**Work to complete**
After reading the records, print them all again exactly as they stand.

**Dataset**
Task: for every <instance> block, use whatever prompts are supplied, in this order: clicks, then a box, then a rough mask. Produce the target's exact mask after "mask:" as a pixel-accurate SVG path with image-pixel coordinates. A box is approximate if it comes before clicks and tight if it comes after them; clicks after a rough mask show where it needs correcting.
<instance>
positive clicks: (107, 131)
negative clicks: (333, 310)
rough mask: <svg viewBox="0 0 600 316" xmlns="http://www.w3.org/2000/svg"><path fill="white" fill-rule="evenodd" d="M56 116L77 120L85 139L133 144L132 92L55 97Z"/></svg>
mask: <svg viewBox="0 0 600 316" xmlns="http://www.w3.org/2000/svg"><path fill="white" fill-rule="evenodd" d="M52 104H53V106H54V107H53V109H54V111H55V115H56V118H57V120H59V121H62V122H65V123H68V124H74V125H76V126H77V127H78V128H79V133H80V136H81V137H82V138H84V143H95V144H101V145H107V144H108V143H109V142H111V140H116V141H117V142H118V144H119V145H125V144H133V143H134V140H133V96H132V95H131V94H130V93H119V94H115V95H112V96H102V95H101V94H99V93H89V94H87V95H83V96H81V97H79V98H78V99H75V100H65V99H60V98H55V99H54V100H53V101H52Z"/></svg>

**Finished task**
Task: for every <instance> block, use whatever prompts are supplied, in this order: clicks, then a box, then a rough mask. Produce the target's exact mask after "mask:" as a pixel-accurate SVG path with image-pixel coordinates. A box is approximate if it comes before clicks and tight if it comes after them; clicks after a rough mask show where it needs correcting.
<instance>
positive clicks: (107, 131)
negative clicks: (333, 310)
rough mask: <svg viewBox="0 0 600 316" xmlns="http://www.w3.org/2000/svg"><path fill="white" fill-rule="evenodd" d="M56 116L77 120L85 139L133 144L132 92L55 97Z"/></svg>
mask: <svg viewBox="0 0 600 316" xmlns="http://www.w3.org/2000/svg"><path fill="white" fill-rule="evenodd" d="M52 104H53V106H54V107H53V109H54V111H55V115H56V118H57V120H59V121H62V122H65V123H68V124H74V125H76V126H77V127H78V128H79V133H80V136H81V137H82V138H84V143H95V144H101V145H107V144H108V143H109V142H111V140H116V141H117V142H118V144H119V145H125V144H133V143H134V140H133V96H132V95H131V94H130V93H119V94H115V95H112V96H102V95H101V94H99V93H89V94H87V95H83V96H81V97H79V98H78V99H75V100H65V99H60V98H55V99H54V100H53V101H52Z"/></svg>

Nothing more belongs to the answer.